A view showing the northern portion of the proposed corridor improvement authority (CIA) for State Road in Pittsfield Township, starting at the I-94 interchange. The red parcels indicate land that’s developed. Yellow parcels are undeveloped land. (Image links to .pdf file showing entire corridor boundaries.)

Lyon reported that when the township applies for federal funds, it will be asked about the revenue source for local matching funds. That’s when it will be important to show that the township has a CIA structure in place and money in the bank, he said. Securing federal funds could happen quickly, or it could take several years, he noted.

Parker asked what would be a reasonable time to wait for federal funding, before deciding to dissolve the CIA and refund the TIF money to the taxing jurisdictions. Lyon said that if nothing is done in the first 10 years, township officials will have to look at why the project isn’t moving forward. But all indicators show that the funding will likely be available, he said.

Carlisle felt there was a lot of momentum for this project. Ann Arbor SPARK has endorsed it, and the road commission has made a major commitment – even though it isn’t investing directly, he said. The roundabout at State and Ellsworth was essentially the first phase of this project, he said. Carlisle added that he’d be very surprised if they didn’t have at least initial funding lined up in 5-6 years.

Lyon noted that an annual report will be provided to the CIA board, the township board of trustees, and to each taxing jurisdiction. So each year they’ll review the status of the work.

Leary wondered if the state enabling legislation put any limit on the time that can pass before securing federal funding. Not beyond the sunset date in the plan, Carlisle said – a 20-year timeframe, through 2033.

Parker said the AADL’s concern is that the plan could result in the township banking TIF funds for 20 years, even if the road improvements don’t occur.

Lyon said he’s never seen a project like this not get funded. Carlisle added that the township could provide assurance that they will apply for federal funding. If the library board is looking for next steps in terms of providing federal funding, the township could provide that, he said. But they can’t provide assurances about when the funding might be secured.

Pittsfield State Street CIA: Board Discussion – Other Issues

Leary wondered how this project would be coordinated with Ann Arbor South State Street corridor plan, which was recently added to the city’s master plan. [.pdf of State Street corridor plan] Carlisle and Lyon indicated that aspects of the work – such as non-motorized paths – will line up with similar improvements in Ann Arbor’s portion of State Street. The township and city coordinate regularly, Carlisle said. He noted that there are coordinated planning provisions under Michigan law that require the sharing of planning documents. The two jurisdictions are also among the four entities that are working on Washtenaw Avenue improvements. Lyon reported that the roundabout at State and Ellsworth required coordination among Pittsfield Township, Ann Arbor and the county road commission.

Kaplan cited Carlisle’s comments about the increase in taxable value along Jackson Road. She wondered what Pittsfield Township was expecting. Lyon replied that the township is estimating a 250% increase in taxable value. The Jackson Road corridor improvements resulted in a 375% increase. All of the Pittsfield Township projections have been conservative, he said. Carlisle added that you don’t want to over-promise and under-deliver.

|---|

To be done
1. According to the Pittsfield corridor report, what percentage increase in taxable value is the township estimating?
2. Write out the Pittsfield corridor report word for word from "A view showing" to "years, he noted.".

Data excerpts
|---|

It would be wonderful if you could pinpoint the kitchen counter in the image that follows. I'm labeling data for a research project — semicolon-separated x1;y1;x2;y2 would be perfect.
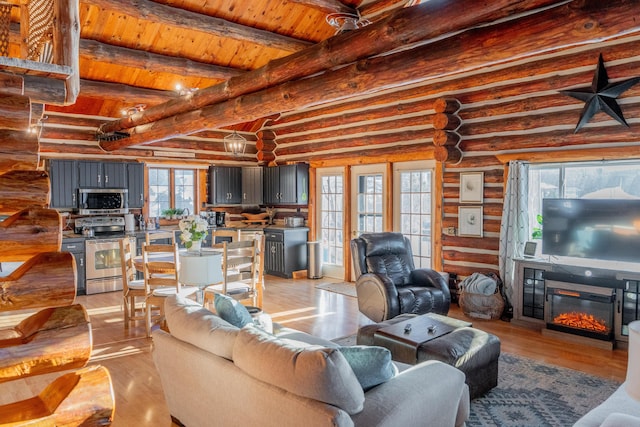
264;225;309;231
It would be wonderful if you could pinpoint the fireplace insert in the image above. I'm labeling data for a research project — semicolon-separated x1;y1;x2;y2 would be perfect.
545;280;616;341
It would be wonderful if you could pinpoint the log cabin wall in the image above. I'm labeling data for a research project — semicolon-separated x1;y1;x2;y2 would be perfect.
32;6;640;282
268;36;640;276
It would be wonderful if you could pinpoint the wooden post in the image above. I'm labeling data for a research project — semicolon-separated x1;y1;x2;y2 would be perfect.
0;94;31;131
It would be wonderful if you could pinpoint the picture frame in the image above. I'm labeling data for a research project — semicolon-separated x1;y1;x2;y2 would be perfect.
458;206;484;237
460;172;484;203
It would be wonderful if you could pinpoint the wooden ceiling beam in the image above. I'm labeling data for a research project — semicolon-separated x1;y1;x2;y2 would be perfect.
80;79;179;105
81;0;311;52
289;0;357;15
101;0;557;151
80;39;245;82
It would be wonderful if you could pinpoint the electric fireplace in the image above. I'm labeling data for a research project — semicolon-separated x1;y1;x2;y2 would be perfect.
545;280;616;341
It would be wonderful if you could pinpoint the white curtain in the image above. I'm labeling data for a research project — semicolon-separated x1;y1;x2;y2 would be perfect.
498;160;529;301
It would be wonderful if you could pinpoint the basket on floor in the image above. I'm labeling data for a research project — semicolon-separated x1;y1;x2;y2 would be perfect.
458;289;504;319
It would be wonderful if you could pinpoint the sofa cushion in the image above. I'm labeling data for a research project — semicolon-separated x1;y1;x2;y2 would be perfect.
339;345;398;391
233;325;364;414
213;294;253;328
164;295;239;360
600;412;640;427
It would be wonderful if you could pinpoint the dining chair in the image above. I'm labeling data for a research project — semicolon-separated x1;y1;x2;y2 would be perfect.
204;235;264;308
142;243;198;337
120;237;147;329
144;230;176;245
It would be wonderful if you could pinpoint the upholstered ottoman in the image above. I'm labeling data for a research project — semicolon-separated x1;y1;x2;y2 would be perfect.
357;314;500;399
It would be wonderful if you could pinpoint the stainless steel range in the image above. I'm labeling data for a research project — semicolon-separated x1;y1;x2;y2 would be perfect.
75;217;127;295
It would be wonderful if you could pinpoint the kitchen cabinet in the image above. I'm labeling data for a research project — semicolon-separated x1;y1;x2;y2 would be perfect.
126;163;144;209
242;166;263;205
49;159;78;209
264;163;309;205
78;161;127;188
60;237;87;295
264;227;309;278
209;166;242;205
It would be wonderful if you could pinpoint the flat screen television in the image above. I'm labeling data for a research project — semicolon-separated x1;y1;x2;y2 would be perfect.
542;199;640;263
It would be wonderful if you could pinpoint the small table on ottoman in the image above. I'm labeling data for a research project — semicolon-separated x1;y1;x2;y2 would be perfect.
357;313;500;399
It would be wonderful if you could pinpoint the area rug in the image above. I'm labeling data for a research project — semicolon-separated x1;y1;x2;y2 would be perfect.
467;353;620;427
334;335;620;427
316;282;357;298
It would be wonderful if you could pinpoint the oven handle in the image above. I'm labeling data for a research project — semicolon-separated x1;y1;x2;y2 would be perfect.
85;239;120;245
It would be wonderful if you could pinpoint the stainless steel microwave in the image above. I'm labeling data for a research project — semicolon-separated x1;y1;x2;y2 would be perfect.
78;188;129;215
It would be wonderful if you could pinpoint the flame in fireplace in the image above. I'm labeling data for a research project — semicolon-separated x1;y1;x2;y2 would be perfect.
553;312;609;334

|---|

Per-task answers
1. A 250% increase.

2.
A view showing the northern portion of the proposed corridor improvement authority (CIA) for State Road in Pittsfield Township, starting at the I-94 interchange. The red parcels indicate land that’s developed. Yellow parcels are undeveloped land. (Image links to .pdf file showing entire corridor boundaries.)

Lyon reported that when the township applies for federal funds, it will be asked about the revenue source for local matching funds. That’s when it will be important to show that the township has a CIA structure in place and money in the bank, he said. Securing federal funds could happen quickly, or it could take several years, he noted.